### Exercise aim
Return the records below from the line containing "white felt reindeer" onward, exactly, through and including the last line.

** begin Data **

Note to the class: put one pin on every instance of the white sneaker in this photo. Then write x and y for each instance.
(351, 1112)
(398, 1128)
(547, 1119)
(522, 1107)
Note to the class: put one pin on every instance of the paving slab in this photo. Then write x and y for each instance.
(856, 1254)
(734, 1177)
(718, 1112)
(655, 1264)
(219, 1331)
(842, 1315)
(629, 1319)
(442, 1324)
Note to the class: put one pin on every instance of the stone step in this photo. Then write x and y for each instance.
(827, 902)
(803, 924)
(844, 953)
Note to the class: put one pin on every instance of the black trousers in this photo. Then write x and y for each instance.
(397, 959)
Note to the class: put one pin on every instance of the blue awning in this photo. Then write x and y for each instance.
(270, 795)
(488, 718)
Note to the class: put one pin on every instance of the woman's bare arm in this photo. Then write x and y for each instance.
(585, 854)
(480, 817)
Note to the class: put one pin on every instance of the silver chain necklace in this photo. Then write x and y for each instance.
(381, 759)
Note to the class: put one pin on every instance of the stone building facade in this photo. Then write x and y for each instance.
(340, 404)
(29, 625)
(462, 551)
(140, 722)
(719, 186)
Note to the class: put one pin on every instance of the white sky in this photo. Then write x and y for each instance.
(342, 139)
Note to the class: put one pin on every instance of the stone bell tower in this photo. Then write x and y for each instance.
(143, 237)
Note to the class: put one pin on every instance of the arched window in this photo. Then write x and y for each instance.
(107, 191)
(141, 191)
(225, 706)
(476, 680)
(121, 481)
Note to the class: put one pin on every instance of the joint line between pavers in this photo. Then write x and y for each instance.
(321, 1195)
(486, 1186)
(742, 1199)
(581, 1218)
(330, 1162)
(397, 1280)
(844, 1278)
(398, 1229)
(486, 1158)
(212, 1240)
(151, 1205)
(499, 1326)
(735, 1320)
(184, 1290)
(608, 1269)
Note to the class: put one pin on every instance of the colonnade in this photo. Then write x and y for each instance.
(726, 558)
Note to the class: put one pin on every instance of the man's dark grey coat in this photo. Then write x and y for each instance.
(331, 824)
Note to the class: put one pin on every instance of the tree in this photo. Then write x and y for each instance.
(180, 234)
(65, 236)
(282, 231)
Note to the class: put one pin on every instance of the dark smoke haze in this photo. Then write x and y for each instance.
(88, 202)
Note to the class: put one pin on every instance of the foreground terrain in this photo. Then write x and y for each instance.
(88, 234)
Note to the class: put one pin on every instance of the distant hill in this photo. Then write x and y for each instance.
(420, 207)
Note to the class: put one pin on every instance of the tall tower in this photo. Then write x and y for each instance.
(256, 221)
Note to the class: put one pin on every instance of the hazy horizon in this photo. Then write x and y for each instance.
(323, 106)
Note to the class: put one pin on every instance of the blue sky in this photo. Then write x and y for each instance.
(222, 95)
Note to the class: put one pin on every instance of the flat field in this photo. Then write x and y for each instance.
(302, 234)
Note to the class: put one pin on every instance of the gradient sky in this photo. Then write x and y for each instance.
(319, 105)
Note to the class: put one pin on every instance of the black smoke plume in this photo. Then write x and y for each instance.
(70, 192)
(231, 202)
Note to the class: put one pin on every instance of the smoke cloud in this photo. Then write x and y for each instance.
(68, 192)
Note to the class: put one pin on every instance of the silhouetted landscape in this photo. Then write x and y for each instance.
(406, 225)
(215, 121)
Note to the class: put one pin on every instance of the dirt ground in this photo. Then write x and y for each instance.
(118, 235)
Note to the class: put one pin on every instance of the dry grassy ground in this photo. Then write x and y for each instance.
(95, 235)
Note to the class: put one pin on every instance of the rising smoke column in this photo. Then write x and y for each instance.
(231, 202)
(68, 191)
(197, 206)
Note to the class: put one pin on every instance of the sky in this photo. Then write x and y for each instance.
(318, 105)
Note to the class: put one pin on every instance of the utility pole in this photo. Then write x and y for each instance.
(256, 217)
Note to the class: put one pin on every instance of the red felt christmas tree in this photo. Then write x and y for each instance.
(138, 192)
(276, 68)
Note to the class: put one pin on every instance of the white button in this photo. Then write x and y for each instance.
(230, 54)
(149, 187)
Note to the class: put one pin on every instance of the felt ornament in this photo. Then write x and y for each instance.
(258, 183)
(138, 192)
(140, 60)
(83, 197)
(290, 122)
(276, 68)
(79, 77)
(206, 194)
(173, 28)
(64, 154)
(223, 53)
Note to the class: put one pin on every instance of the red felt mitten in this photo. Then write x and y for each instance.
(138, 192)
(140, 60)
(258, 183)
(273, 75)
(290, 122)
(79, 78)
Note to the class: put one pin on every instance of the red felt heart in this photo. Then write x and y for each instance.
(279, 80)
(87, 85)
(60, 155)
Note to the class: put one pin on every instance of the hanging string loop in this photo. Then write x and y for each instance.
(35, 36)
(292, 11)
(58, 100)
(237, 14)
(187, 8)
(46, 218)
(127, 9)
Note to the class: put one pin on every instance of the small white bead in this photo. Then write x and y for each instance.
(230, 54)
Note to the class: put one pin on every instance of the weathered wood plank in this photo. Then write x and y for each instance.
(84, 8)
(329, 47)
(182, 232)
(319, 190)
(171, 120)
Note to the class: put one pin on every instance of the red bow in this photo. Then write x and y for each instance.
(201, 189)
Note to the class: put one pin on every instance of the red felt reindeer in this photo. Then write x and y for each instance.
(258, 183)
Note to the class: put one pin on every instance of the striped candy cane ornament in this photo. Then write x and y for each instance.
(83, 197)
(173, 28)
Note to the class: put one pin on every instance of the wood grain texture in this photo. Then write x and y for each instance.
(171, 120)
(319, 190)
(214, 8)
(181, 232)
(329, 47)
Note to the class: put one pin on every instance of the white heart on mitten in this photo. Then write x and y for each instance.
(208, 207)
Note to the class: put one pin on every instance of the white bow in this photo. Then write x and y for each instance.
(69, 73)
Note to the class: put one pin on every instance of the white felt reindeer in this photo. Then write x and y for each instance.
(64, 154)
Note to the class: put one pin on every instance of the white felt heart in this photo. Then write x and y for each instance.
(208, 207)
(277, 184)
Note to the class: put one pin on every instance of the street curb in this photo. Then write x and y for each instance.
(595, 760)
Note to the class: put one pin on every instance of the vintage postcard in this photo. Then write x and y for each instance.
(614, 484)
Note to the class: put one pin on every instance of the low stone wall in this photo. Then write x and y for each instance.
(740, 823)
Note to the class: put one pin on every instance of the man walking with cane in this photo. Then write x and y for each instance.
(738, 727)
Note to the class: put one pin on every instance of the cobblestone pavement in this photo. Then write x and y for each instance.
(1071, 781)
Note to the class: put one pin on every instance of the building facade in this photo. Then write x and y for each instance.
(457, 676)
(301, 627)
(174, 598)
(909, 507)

** end Data **

### Reply to the exercise
Note to the class: put one pin on every instance of the white felt reindeer in this photo. Then write x and y for each instance.
(64, 154)
Note to the class: put one pin on every instance of the white felt heart in this photo. Then write x and y for each instance.
(208, 207)
(277, 184)
Note to the class: put one pin on every instance of the street curb in this photo. Then write x and y for each instance.
(595, 760)
Note to the class: put one pin on every instance of the vintage postcard in this photo. Then write x and y for each instance.
(614, 484)
Note to the class: put one pin on every instance of the low stone wall in this photo. Then write x and y for each instance.
(740, 823)
Note to the class: put one pin on every instance of the man walking with cane in this photo. Then write x and y for each instance.
(738, 727)
Note to the class: put one pin on every instance of the cobblestone pavement in this photo. Then write x and y for each instance.
(1071, 781)
Note to the class: put one pin on every instance of the building facade in this photo. Then write x and y for each instance.
(457, 676)
(301, 627)
(174, 598)
(909, 507)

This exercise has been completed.